Textauszug:
>>>>
Das Wichtigste in Kürze
- Azubis haben eine überproportional hohe Unfallwahrscheinlichkeit
- Arbeitsschutz wird bei der Planung der Ausbildung oftmals nicht systematisch mitgedacht
- Azubis müssen vor Aufnahme der Tätigkeit und danach regelmäßig unterwiesen werden
- 5 Tipps, wie der Arbeitsschutz von Tag 1 in die Ausbildung implementiert werden kann
In diesen Tagen treten rund 500.000 junge Menschen in Deutschland eine Ausbildung an. Für sie beginnt ein prägender Lebensabschnitt, der mit vielerlei neuen Eindrücken, Erfahrungen und Aufgaben auf sie wartet. Damit sie ihre Ausbildung sicher und gesund absolvieren können, sind Unternehmerinnen und Unternehmer, Führungskräfte sowie Ausbilderinnen und Ausbilder gefragt.
Auszubildende und junge Berufsanfängerinnen und -anfänger haben eine überproportional hohe Unfallwahrscheinlichkeit (wir berichteten). Grund Nummer eins ist ihre Unerfahrenheit. „Azubis kommen frisch von der Schule in ein vollkommen neues Umfeld. Ihnen fehlen schlichtweg die Erfahrung, das Wissen und Können und manchmal auch die Reife, um sich in einem Betrieb sicher zu bewegen“, weiß Norbert Woehlke, BGHW-Referent für Angebotsentwicklung. „Sie kennen das Betriebsgelände und die Fahrwege nicht, kennen sich mit den Arbeitsmitteln nicht aus, wissen nicht, was sie tun sollen, wenn es brennt… all dies führt dazu, dass sie ein höheres Risiko haben, einen Arbeitsunfall zu erleiden, als ihre älteren Kolleginnen und Kollegen.“
Unfälle gefährden das Ausbildungsziel
Das Problem: Oftmals wird der Arbeitsschutz bei der Planung der Ausbildung nicht systematisch mitgedacht. So kommt es insbesondere bei vielen kleineren und mittleren Unternehmen vor, dass etwa die Unterweisungen auch für die Azubis erst dann erfolgen, wenn der jährliche Termin für die gesamte Belegschaft vorgesehen ist oder wenn eine Führungskraft zeitlich dazu kommt. „Viel zu spät“, warnt Diplom-Psychologin und BGHW-Referentin Stefanie Hobrack-Zscheich. „Unter Umständen sind dann Monate vergangen und die Azubis hantieren längst mit dem Hubwagen, in den sie noch nicht unterwiesen wurden.“
„Es gilt die Devise: Lieber einmal mehr als zu wenig unterweisen“, rät auch Woehlke. Er weiß: Fallen Auszubildende wegen eines Unfalls aus, ist die Not groß. Sowohl bei den Azubis, die unter Umständen ihre Ausbildung verlängern müssen, als auch bei den Unternehmen, deren Ausbildungsplan hinfällig werde. Dann sei das Ausbildungsziel gefährdet, denn es könne sein, dass die Azubis gar nicht zur Prüfung zugelassen werden, wenn sie lange krank gewesen seien. Hinzu komme: Viele Berufsschulen seien gar nicht ausgelegt auf lange Abwesenheiten. Schlimmstenfalls müssten die Azubis also ein ganzes Ausbildungsjahr wiederholen.
<<<<
Übungsfragen:
- A) Schreib den Text über Arbeitsschutz für Azubis von „Das Wichtigste in“ bis „und Ausbilder gefragt.“ neu und setz dabei „Auszubildende“ an die Stelle von „Azubis“.
- B) Wie viele junge Menschen treten laut dem Text über Arbeitsschutz für Azubis in diesen Tagen in Deutschland eine Ausbildung an?
Das Material danach steht für sich und gehört nicht zum Text über Arbeitsschutz für Azubis.

(Gespeicherte Dateneinträge)
>>>>
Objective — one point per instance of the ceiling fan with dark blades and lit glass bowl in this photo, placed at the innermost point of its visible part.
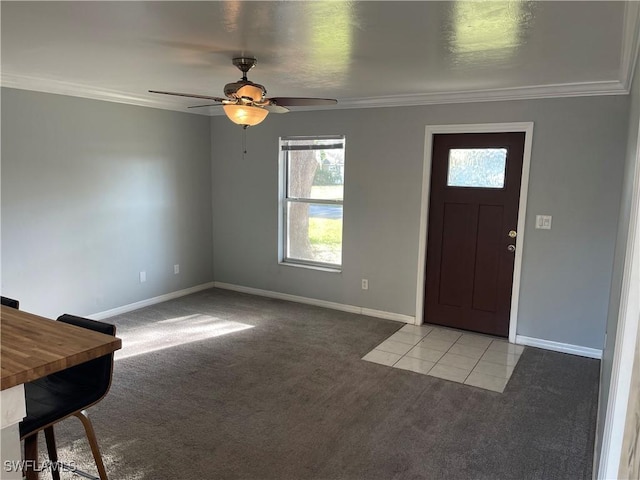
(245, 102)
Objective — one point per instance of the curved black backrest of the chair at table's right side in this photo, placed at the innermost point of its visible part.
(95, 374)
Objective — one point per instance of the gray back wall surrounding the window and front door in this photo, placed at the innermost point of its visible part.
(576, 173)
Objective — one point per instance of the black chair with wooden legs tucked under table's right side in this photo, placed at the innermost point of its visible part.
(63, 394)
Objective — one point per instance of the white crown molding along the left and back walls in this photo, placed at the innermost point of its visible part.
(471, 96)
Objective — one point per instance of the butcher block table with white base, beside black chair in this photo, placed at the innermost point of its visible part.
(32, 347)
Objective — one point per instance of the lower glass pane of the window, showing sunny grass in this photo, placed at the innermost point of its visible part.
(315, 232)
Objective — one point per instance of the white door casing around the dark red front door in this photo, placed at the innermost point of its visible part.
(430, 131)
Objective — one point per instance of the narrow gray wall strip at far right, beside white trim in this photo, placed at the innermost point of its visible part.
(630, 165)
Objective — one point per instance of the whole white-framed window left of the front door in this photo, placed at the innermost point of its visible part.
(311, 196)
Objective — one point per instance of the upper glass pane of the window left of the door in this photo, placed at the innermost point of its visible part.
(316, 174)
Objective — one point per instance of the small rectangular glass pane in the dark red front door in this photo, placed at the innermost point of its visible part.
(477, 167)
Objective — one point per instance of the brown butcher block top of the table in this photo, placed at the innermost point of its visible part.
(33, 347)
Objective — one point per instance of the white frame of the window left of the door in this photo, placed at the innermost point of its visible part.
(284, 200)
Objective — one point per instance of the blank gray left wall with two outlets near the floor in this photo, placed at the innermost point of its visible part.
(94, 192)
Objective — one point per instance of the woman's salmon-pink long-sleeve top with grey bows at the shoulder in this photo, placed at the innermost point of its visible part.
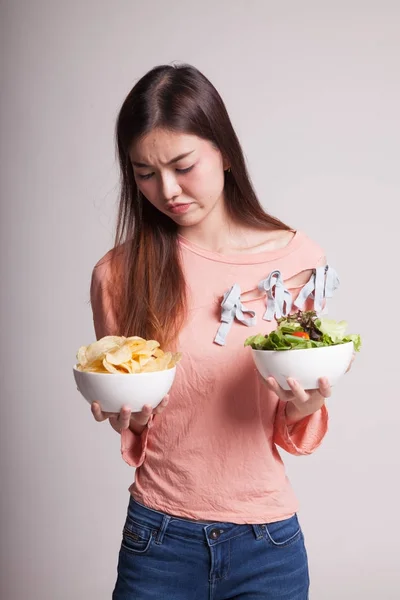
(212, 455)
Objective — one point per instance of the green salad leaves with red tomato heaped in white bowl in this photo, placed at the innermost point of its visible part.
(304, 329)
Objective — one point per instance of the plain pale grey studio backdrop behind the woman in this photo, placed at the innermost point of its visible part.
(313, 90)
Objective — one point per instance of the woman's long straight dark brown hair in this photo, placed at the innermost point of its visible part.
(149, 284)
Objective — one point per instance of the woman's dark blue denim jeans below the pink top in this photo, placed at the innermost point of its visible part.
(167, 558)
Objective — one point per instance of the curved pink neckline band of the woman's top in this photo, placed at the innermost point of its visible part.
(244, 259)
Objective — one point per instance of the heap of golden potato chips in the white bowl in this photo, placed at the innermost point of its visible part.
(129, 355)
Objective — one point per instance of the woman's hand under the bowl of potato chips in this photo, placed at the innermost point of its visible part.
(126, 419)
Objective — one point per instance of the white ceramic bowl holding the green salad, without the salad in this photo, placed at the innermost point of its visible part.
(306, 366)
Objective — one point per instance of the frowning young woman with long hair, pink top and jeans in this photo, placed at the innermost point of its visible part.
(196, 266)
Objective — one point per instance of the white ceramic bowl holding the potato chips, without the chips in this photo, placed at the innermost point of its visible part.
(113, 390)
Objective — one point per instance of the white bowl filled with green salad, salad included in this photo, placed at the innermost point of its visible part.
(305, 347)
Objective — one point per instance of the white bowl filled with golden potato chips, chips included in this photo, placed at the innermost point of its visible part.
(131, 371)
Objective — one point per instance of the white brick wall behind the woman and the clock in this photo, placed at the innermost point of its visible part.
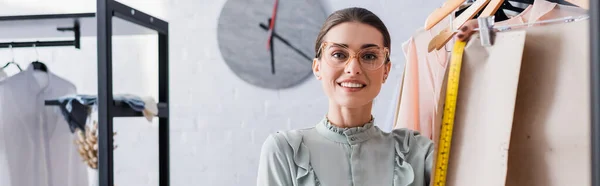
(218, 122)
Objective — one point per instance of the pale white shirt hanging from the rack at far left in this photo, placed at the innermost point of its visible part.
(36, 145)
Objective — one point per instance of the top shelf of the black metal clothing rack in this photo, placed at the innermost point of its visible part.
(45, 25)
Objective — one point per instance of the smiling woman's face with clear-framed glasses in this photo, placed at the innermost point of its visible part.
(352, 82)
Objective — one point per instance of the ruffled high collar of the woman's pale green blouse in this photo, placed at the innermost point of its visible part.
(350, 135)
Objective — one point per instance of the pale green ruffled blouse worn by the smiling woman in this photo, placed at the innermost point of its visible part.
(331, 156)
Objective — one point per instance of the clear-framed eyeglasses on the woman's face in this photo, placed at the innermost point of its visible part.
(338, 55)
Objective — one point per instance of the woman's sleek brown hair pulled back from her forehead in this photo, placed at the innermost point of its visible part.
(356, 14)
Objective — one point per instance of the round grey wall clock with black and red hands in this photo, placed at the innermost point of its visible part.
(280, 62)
<<<<
>>>>
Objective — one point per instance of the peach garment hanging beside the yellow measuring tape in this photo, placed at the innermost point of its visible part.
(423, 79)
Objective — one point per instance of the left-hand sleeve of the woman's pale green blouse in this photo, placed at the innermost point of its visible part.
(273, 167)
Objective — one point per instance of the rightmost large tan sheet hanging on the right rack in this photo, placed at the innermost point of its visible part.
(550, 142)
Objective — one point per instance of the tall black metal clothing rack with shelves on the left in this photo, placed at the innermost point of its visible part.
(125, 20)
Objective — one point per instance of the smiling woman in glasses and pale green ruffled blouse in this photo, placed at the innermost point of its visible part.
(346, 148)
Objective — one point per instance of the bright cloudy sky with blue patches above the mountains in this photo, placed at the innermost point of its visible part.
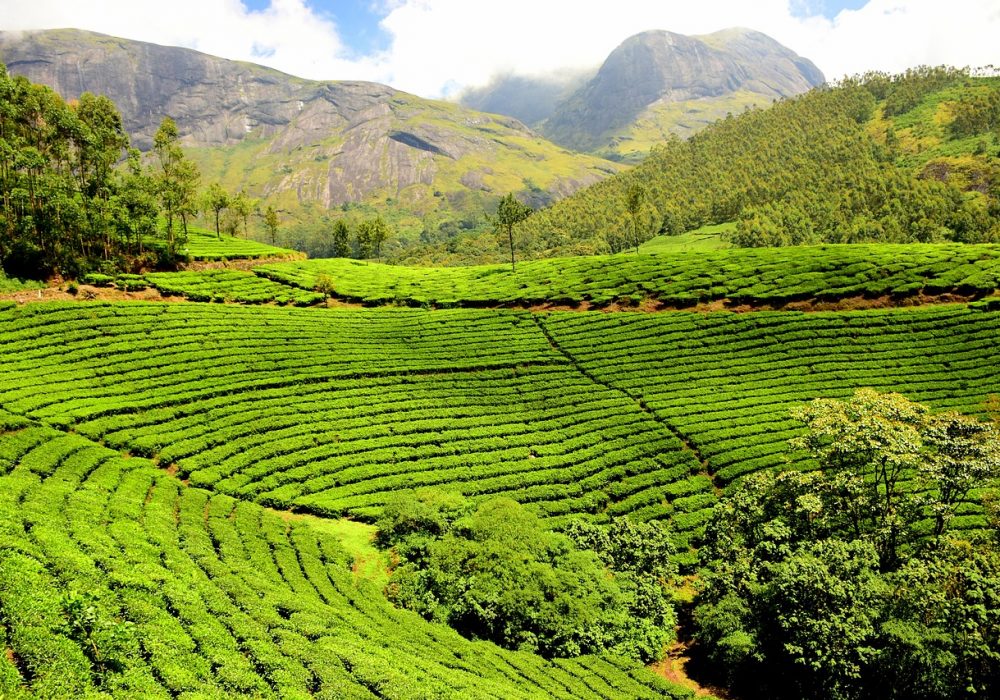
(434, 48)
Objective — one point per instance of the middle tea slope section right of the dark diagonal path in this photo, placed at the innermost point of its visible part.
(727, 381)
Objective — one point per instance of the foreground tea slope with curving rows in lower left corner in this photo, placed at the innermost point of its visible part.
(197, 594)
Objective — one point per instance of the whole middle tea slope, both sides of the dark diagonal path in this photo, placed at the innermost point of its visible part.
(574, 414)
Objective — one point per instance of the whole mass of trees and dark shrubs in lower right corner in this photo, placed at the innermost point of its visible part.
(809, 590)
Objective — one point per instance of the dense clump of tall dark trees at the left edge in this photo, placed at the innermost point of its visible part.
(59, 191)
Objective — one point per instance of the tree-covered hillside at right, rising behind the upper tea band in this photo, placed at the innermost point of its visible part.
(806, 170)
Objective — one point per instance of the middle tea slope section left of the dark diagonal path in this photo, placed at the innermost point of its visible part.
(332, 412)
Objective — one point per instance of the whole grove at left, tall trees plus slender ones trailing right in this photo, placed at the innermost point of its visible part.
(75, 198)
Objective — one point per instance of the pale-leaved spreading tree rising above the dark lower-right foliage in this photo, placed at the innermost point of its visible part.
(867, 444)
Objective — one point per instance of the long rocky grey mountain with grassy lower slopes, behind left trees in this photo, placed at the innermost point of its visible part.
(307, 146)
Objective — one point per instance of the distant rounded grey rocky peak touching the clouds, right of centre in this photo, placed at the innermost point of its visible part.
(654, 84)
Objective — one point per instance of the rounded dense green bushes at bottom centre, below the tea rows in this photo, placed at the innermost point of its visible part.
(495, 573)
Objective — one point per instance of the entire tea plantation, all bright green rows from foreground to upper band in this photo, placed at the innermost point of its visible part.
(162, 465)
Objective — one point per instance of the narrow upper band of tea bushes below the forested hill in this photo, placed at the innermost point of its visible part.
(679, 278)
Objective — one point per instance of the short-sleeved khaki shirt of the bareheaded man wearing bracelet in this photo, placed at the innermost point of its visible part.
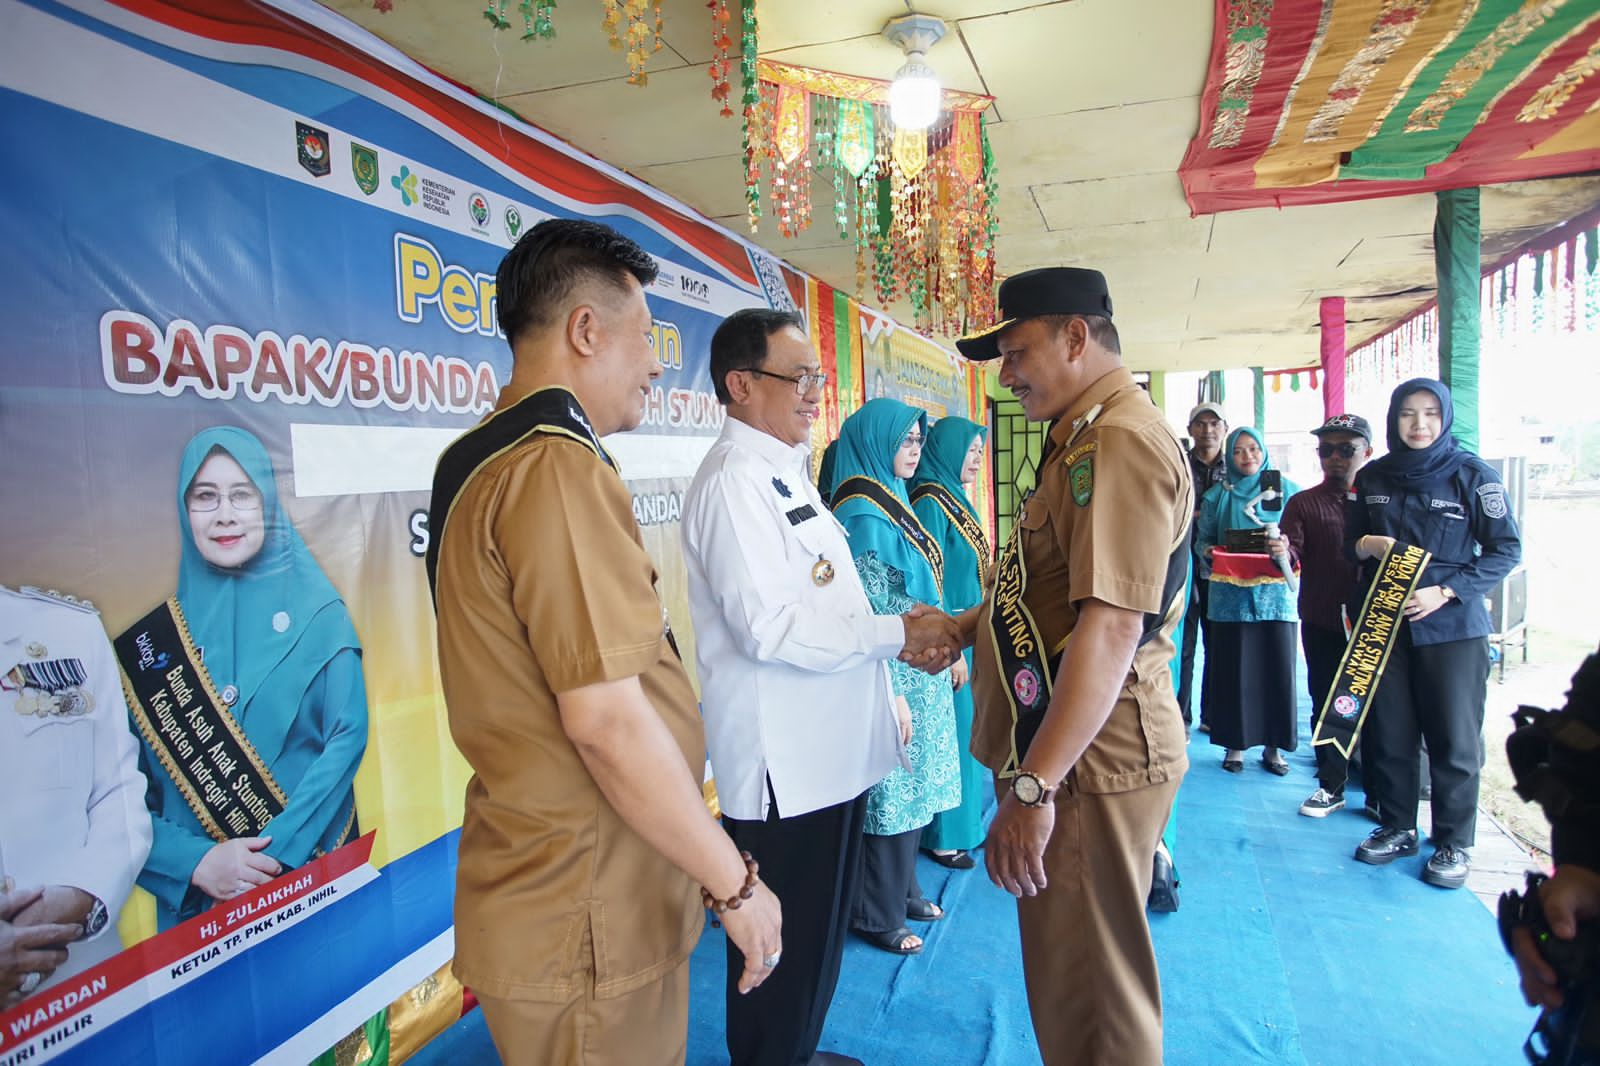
<<<<
>>>>
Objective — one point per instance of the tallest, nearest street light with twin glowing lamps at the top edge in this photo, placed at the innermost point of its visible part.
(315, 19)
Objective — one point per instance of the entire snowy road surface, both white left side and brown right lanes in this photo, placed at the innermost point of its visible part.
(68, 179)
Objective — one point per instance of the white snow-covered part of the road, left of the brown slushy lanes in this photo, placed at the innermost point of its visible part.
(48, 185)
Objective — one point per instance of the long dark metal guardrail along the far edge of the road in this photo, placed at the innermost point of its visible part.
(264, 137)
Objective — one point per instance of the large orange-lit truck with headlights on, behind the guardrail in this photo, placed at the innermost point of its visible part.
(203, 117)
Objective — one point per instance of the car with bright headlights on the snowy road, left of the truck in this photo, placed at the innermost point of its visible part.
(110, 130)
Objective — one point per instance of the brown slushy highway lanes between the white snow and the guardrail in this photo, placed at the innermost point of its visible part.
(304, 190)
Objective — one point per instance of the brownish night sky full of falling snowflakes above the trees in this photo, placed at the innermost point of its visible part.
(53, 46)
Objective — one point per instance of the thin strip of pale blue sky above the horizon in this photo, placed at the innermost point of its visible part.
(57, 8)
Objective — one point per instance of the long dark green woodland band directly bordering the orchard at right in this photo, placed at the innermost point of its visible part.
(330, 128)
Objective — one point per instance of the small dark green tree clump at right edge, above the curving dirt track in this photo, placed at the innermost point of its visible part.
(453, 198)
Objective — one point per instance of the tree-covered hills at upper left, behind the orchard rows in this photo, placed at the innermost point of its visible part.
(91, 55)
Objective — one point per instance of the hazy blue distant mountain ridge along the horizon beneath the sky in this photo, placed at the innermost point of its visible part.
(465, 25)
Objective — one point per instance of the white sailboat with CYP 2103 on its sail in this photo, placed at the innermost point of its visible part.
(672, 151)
<<<<
Antworten:
- A)
Das Wichtigste in Kürze
- Auszubildende haben eine überproportional hohe Unfallwahrscheinlichkeit
- Arbeitsschutz wird bei der Planung der Ausbildung oftmals nicht systematisch mitgedacht
- Auszubildende müssen vor Aufnahme der Tätigkeit und danach regelmäßig unterwiesen werden
- 5 Tipps, wie der Arbeitsschutz von Tag 1 in die Ausbildung implementiert werden kann
In diesen Tagen treten rund 500.000 junge Menschen in Deutschland eine Ausbildung an. Für sie beginnt ein prägender Lebensabschnitt, der mit vielerlei neuen Eindrücken, Erfahrungen und Aufgaben auf sie wartet. Damit sie ihre Ausbildung sicher und gesund absolvieren können, sind Unternehmerinnen und Unternehmer, Führungskräfte sowie Ausbilderinnen und Ausbilder gefragt.

- B) Rund 500.000 junge Menschen.